UIT TE VOEREN OPDRACHT: Kopieer de tekst over solidariteit en de strijd rond Gaza volledig en zonder enige wijziging.

AANGELEVERDE TEKST:
Om van die solidariteit een doorslaggevende factor te maken, is het noodzakelijk om ons te organiseren. Voor zover regeringen in het Westen hun toevlucht namen tot toenemende druk voor een staakt-het-vuren in Gaza, was dit het resultaat van angst om de controle over de gebeurtenissen te verliezen en van de ontwikkeling van massale woede en massale strijd. Een antwoord zal echter niet van het imperialisme en de regionale machten komen.
Om de verslechtering een halt toe te roepen, is het noodzakelijk om de strijd op te bouwen met een programma om het genocidale bloedbad in Gaza te stoppen, een halt toe te roepen aan het toenemende koloniaal geweld op de Westelijke Jordaanoever, van verzet tegen een Israëlische aanval op Iran en tegen de politiek van moordaanslagen.

AANGELEVERDE LIJST:
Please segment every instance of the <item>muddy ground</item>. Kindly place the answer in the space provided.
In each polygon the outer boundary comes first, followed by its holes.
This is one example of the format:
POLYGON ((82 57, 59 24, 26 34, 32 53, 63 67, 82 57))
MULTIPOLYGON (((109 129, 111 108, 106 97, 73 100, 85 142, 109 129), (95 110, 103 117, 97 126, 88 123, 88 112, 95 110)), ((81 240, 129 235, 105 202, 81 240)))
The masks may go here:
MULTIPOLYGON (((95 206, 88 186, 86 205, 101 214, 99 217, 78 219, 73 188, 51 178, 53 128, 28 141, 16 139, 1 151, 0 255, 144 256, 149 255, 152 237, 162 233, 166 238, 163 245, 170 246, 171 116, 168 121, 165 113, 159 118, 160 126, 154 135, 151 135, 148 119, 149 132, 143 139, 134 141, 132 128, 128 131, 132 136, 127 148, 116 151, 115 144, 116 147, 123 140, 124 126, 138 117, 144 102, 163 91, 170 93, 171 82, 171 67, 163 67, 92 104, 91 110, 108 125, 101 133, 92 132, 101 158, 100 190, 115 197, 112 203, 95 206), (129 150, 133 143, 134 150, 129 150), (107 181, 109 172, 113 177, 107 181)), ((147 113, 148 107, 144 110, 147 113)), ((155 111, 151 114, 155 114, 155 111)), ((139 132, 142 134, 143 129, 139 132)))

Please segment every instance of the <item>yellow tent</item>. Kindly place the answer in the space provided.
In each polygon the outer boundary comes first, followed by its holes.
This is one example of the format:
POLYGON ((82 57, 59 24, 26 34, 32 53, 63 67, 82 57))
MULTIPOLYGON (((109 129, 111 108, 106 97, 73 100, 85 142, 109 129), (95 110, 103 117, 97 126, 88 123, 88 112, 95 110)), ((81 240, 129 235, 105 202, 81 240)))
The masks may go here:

RESULTAAT VAN OPDRACHT:
Om van die solidariteit een doorslaggevende factor te maken, is het noodzakelijk om ons te organiseren. Voor zover regeringen in het Westen hun toevlucht namen tot toenemende druk voor een staakt-het-vuren in Gaza, was dit het resultaat van angst om de controle over de gebeurtenissen te verliezen en van de ontwikkeling van massale woede en massale strijd. Een antwoord zal echter niet van het imperialisme en de regionale machten komen.
Om de verslechtering een halt toe te roepen, is het noodzakelijk om de strijd op te bouwen met een programma om het genocidale bloedbad in Gaza te stoppen, een halt toe te roepen aan het toenemende koloniaal geweld op de Westelijke Jordaanoever, van verzet tegen een Israëlische aanval op Iran en tegen de politiek van moordaanslagen.